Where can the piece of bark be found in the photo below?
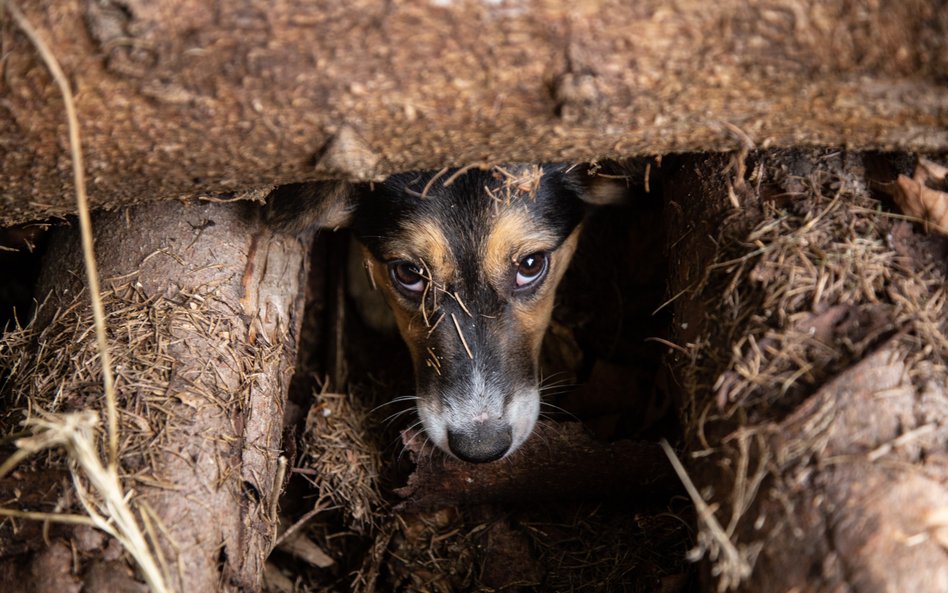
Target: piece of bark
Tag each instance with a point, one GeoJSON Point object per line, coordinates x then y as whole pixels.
{"type": "Point", "coordinates": [924, 195]}
{"type": "Point", "coordinates": [826, 478]}
{"type": "Point", "coordinates": [559, 463]}
{"type": "Point", "coordinates": [203, 304]}
{"type": "Point", "coordinates": [176, 98]}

--------------------

*Required task:* Transcribe the full listing above exactly, with the images removed.

*Response:*
Where can the piece of bark be found in the photo below?
Target: piece of bark
Tag each instance with a point, one GeoJSON Point object per line, coordinates x then y as whole pixels.
{"type": "Point", "coordinates": [924, 195]}
{"type": "Point", "coordinates": [826, 478]}
{"type": "Point", "coordinates": [559, 463]}
{"type": "Point", "coordinates": [203, 304]}
{"type": "Point", "coordinates": [176, 98]}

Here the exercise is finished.